SET PROBLEM.
Restate the entire listing word for word.

ENTRIES SHOWN.
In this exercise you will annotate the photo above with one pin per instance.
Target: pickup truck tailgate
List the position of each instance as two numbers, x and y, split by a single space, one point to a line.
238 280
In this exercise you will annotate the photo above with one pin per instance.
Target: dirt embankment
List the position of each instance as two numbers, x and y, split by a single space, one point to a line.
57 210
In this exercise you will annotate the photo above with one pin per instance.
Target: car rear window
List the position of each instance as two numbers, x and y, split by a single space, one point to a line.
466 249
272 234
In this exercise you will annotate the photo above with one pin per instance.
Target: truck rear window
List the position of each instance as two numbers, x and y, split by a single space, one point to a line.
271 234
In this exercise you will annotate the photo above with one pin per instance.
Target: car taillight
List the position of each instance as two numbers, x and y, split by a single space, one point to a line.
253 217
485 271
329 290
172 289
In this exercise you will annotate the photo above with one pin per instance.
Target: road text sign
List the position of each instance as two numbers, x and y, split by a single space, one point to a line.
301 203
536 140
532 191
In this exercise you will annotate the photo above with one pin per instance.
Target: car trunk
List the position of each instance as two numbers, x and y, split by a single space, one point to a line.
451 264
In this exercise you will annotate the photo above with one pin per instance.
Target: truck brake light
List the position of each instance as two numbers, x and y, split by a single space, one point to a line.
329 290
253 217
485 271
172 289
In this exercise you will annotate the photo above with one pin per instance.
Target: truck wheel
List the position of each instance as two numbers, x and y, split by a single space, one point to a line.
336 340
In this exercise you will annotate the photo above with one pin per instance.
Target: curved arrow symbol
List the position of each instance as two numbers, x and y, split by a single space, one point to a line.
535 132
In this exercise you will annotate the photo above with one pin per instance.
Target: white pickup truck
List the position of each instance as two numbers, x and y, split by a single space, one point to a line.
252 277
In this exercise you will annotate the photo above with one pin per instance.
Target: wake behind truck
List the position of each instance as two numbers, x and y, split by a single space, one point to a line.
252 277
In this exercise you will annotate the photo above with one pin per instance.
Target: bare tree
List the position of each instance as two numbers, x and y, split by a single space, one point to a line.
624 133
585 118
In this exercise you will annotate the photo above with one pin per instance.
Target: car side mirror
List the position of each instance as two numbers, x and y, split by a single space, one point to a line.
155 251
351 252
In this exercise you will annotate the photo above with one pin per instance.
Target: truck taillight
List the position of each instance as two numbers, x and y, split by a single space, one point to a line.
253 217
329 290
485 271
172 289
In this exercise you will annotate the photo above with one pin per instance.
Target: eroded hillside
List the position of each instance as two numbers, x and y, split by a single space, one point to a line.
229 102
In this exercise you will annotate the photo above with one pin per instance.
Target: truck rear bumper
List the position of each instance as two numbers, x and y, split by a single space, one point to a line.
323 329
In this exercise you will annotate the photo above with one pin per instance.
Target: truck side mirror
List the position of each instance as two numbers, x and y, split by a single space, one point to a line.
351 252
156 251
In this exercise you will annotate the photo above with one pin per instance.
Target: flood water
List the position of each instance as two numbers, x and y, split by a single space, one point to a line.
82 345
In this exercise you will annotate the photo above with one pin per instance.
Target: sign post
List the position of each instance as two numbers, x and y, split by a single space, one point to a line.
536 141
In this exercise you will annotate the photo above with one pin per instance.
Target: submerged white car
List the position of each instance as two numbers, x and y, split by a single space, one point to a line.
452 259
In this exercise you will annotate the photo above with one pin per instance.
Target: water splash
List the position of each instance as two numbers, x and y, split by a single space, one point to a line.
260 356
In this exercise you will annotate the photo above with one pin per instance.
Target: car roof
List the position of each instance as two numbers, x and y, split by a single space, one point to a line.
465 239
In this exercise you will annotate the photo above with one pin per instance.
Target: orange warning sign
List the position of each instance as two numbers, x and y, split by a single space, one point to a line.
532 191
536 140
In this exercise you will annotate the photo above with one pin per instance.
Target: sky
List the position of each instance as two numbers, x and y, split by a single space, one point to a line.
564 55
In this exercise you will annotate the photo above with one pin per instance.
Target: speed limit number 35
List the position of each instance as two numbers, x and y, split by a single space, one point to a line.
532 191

COMPLETE ANSWER.
In this exercise you will annotate the photo above with one pin per instance.
Target: pickup truck tailgate
List the position of each instance as two numbers, x and y, split by a single space, one point to a line.
238 280
In this exercise you will annotate the photo above with one pin per instance.
Target: dirt embankment
List the position of each instance as two numbers, x and y, split by a single space, one point to a line.
57 210
In this exercise you will annotate the photo above with one pin per instance.
Target: car rear window
List the position of each instance as two numbers, x and y, split by a single space, one point to a line.
466 249
272 234
In this exercise you will annotate the photo above with one pin per instance.
Target: truck rear window
List the position of each instance as two numbers, x and y, split by a single space, one point to a line.
271 234
In this exercise you will annotate the photo above with one pin per instance.
Target: car taillight
List the position of each instance as two numbers, x and y, split by a single space, one point to a line.
253 217
485 271
329 290
172 289
In this exercise you will annotate the photo above with one pin per instance.
Target: road text sign
List the position of each instance as two numbers, x and y, split by a single space, one point to a line.
301 203
536 140
532 191
In this exercise you will annotate the photo above with one pin per instance.
Target: car trunk
List the position of each instance as two numbers, x and y, split by a single space, one point to a line.
451 264
In this exercise you will annotate the photo above with one pin per instance.
Target: truck brake light
List the position of each instance as two numbers, x and y, split by a single space, one point to a line.
329 290
253 217
485 271
172 289
In this exercise you will annotate the photo above with one pin per instance.
Target: truck wheel
List the position of each instance as two numbers, x and y, split by a single space, one point to a line.
336 340
In this exercise you will annotate the photo above with one pin per instance.
Target: curved arrow symbol
List the position of each instance as two numbers, x and y, split by a single space, one point to a line.
535 132
In this exercise you will annotate the photo above with one pin per instance.
Target: white pickup truck
List the position of each instance as two numbers, x and y, split by a single space, one point to a line.
252 277
In this exercise you will annotate the photo above with one pin per instance.
Target: wake behind truck
List the position of each instance as two numbers, x and y, split by a single space, one point to a line.
252 277
In this exercise you will annotate the photo above with one pin per instance.
Target: bare tree
List the position of each instance as two numbers, x and y, split by a single space, one point to a line.
624 133
585 118
In this exercise you will annotate the photo above with one pin per instance.
Target: car side mirror
List the position of each instance as two numbers, x and y, split by a single space, one point to a line.
155 251
351 252
In this exercise you will annotate the photo above with one pin per instance.
Target: truck taillight
List the position of each instance as two numbers, x and y, split by a single space, one point to a line.
253 217
329 290
485 271
172 289
In this exercise you will annotate the photo above with one pin per instance.
Target: eroded hillside
List the position of each instance as two numbers, x and y, split by a single space, one point to a line.
229 102
In this exercise you will annotate the photo above with one pin per instance.
Target: truck rear bumper
List the position of each instance as two numbers, x and y, split by a single space, one point to a line.
323 329
In this exercise you will annotate the photo above with one pin per instance.
Target: truck side mirror
List the position of each instance as two numbers, x and y, split by a single space, one point to a line.
351 252
156 251
In this exercise you will annotate the photo above with one pin per instance.
Target: flood water
List the position of each instance as two numbers, x and y, split by a single space, one point to a line.
82 345
In this exercise you will annotate the photo above with one pin per instance.
Target: sign post
List the position of each instance as two numbers, x and y, split by a single space, one point to a line.
536 141
In this exercise you will annotate the photo above with one pin per instance.
Target: submerged white car
List the position of each instance as two numbers, x and y, split by a single space, one point to a line.
452 259
In this exercise you will annotate the photo above with one pin per instance.
Target: water splash
List the position of each instance as two numbers, x and y, split by a single space, one point to a line.
260 356
In this exercise you will annotate the photo above with one pin per instance.
Target: car roof
List the position of each instance as two numbers, x and y, split by a single space, one point to a line.
465 239
In this exercise you will annotate the photo above with one pin per instance.
Target: orange warning sign
List the position of each instance as two numbers, x and y, split by a single space, one point to a line.
532 191
536 140
In this exercise you will annotate the photo above with one pin per instance.
Target: sky
List the position of each instance as two numbers, x and y, split by a single space, one point to a line.
564 55
In this exercise you will annotate the photo above with one pin per instance.
Target: speed limit number 35
List the position of each instance as two numbers, x and y, split by a single space, one point to a line.
532 191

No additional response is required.